• _Work required_:
Would you retype the whole listing exactly?

• _Exercise input_:
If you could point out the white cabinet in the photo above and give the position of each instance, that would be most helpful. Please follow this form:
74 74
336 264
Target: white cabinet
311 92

• _Worked solution_:
If you could point out the white cabinet in the photo above and give the position of each instance, that would be most helpful. Please follow this form:
74 74
336 264
Target: white cabinet
311 92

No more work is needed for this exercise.